A medium format body that weighs less than 26 ounces

Weighing in at 1.6 pounds (725 grams) with the Li-ion battery included, the relatively compact Hasselblad X1D is designed for portability. At nearly six inches wide, just under four inches tall and under three inches in depth, the X1D is not vastly different in size compared to a Nikon D810.

To understand the motivation behind the X1D, it is worth taking a look back to the 1600F that Victor Hasselblad created in 1948. The 1600F body was designed to be portable, iconic, durable and intuitive. These same principles are evident in the X1D as Hasselblad hopes to provide an easy-to-use medium format camera that you can comfortably fit in the palm of your hand.

The X1D-50c retains much of Hasselblad's iconic styling but does not retain the large form factor of its medium format siblings.

The Hasselblad X1D is handmade in Sweden using durable, lightweight materials and focuses on an ergonomically-friendly design. The dust- and weather-sealed milled aluminum body features a relatively simple assortment of controls. There are two control dials, one on the front of the camera and a second on the rear. The top of the camera includes a power button, a pop-up mode dial (with three custom modes), the shutter release and two buttons (one for ISO/WB and the other for AF/MF). The front of the X1D is home to the lens release button, a programmable button which defaults to DOF preview, and the aforementioned front control dial. The window next to the dial is for the AF illuminator. The rear of the camera has 'AE-L' and 'AF-D' buttons in addition to five buttons alongside the 3.0-inch high-resolution multi-touch display. The TFT type rear LCD has 920K dots and 24-bit color.

You'll notice the large grip that follows from the front to much of the back of the camera. The smartphone-inspired user interface is navigated via a 3.0-inch touchscreen display. The Hasselblad X1D is designed to be intuitive and easy to use.

The user interface features "smart phone style" icons and looks to be designed exclusively with touch in mind as there are no navigation buttons on the Hasselblad X1D. Being a mirrorless camera, the X1D utilizes an electronic viewfinder. The EVF has a 2.36M-dot (XGA) display and is equipped with an eye sensor; no word yet on type, magnification, eyepoint, diopter, etc.

Hasselblad X1D offers 50 megapixels of medium format resolving power

We need to test the X1D out for ourselves to see what sort of image quality it offers, but its specifications and features are impressive. The 50-megapixel AA-filterless CMOS sensor is 43.8 x 32.9 millimeters in size with a pixel pitch of about 5.3 µm, and the camera captures lossless compressed 3FR RAW files to dual SD cards (TIFF format is also supported, but in-camera JPEGs are limited to only 12.8MP "preview" JPEGs). Hasselblad states that the sensor can capture up to fourteen stops of dynamic range and that it has "16-bit color definition", meaning RAW files are 16 bits. ISO ranges from 100 to 25,600.
···
**Work to complete**:
Answer these from the Hasselblad X1D text above:
1. How much does the X1D weigh with its battery included?
2. In what year did Victor Hasselblad create the 1600F?
3. What is the X1D's ISO range?
···
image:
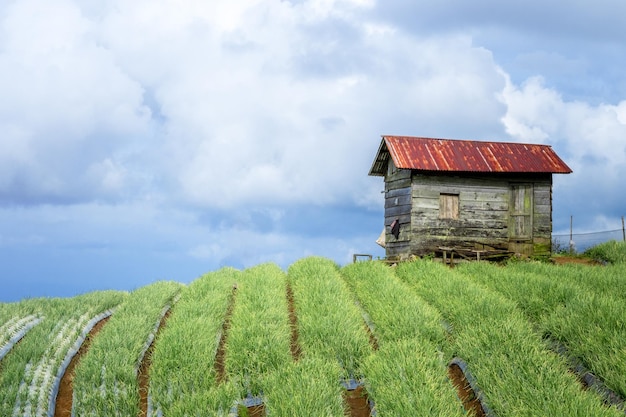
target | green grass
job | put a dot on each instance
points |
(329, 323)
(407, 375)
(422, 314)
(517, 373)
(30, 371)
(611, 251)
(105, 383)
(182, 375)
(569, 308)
···
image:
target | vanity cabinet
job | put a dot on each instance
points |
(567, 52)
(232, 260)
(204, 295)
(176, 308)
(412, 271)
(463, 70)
···
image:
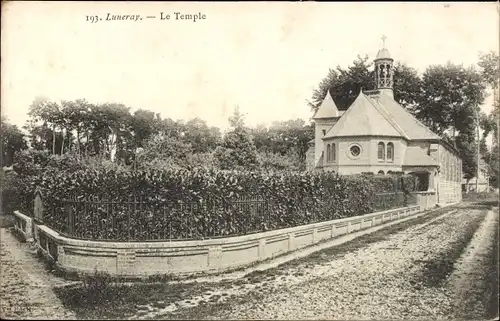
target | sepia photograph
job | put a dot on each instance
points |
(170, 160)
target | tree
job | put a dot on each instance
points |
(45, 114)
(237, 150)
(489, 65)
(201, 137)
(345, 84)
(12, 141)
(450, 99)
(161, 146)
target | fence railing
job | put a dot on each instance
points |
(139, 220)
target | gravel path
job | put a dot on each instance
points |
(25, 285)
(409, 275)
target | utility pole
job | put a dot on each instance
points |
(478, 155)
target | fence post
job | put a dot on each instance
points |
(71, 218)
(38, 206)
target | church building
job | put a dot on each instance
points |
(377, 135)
···
**Solution to this exercise**:
1. 1.6 pounds (725 grams)
2. 1948
3. 100 to 25,600